--- START DATA TO PROCESS ---
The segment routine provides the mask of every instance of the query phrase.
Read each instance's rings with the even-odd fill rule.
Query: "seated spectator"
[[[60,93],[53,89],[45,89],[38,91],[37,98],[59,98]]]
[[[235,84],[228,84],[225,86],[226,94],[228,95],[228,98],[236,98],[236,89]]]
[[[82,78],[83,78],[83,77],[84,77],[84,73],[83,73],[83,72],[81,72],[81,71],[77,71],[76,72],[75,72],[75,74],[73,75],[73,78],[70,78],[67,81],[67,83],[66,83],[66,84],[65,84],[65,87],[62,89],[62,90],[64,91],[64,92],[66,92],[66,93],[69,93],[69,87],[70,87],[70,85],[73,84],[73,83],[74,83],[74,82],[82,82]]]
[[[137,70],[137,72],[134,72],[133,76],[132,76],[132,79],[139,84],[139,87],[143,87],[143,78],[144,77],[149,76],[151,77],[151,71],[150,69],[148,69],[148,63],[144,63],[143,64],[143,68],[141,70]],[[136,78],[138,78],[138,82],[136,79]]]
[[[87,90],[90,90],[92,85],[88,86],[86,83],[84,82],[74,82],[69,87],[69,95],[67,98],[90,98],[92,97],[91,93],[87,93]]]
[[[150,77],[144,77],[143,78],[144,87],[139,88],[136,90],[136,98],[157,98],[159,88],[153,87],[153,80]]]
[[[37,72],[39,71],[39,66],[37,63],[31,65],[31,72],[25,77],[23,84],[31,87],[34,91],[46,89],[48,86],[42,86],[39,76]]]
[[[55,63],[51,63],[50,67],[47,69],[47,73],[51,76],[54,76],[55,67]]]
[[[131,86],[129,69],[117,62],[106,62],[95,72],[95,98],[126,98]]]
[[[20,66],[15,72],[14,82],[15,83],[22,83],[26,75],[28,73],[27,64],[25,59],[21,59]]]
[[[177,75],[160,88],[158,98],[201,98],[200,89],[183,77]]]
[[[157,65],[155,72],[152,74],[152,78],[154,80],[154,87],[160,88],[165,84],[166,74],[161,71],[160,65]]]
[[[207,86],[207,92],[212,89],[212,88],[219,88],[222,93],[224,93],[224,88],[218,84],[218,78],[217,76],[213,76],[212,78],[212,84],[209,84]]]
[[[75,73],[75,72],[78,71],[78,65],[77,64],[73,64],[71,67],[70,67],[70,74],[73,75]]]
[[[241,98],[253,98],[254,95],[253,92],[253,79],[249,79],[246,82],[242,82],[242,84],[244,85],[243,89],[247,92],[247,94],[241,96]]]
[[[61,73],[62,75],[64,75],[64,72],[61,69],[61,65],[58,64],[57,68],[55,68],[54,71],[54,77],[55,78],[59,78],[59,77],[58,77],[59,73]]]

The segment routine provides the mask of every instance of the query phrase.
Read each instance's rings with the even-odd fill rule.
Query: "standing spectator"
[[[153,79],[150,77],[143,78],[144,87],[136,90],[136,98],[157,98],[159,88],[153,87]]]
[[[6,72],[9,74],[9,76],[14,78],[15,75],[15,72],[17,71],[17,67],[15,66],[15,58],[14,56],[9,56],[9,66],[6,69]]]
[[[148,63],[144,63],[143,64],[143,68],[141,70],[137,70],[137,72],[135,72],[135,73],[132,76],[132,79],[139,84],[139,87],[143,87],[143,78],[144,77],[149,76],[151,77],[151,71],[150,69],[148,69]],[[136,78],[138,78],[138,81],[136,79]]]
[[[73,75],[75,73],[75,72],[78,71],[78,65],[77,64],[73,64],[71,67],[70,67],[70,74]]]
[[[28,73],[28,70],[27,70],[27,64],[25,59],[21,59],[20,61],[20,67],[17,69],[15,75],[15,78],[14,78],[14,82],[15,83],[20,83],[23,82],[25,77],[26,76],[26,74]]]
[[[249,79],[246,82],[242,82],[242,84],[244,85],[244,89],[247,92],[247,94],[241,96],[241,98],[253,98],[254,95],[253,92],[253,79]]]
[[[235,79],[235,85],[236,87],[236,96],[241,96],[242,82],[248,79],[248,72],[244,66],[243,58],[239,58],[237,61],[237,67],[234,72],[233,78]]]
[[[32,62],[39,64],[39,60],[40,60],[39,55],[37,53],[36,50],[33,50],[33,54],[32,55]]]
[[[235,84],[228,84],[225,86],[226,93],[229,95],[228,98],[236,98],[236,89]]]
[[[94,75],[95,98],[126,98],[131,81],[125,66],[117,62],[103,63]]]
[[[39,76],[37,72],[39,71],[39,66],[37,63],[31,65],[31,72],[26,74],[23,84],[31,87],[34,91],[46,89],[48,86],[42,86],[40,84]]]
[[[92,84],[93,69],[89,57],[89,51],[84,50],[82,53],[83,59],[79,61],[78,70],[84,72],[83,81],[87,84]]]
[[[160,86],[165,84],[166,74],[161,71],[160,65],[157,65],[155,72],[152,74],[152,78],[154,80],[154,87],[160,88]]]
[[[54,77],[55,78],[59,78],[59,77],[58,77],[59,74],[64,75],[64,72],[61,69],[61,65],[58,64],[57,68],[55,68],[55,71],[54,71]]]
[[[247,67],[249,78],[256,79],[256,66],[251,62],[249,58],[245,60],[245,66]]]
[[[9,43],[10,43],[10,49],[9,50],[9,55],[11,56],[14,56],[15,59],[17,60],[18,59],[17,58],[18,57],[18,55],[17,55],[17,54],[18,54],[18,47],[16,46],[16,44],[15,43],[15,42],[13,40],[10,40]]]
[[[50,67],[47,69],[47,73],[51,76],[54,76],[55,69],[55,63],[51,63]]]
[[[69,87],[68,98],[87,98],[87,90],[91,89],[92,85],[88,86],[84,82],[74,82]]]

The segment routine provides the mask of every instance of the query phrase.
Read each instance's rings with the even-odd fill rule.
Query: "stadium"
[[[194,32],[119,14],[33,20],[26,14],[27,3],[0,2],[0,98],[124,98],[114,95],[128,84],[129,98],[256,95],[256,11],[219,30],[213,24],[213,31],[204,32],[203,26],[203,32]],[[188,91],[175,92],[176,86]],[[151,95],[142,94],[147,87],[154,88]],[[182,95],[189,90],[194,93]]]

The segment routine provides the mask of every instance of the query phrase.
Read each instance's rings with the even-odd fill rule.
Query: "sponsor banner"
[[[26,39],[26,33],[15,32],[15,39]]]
--- END DATA TO PROCESS ---
* [WHAT IS BEING ASKED] Please extract every line of the records that contains the word "spectator", matching case exactly.

* [ANSWER TO THIS EXERCISE]
Query: "seated spectator"
Query: "standing spectator"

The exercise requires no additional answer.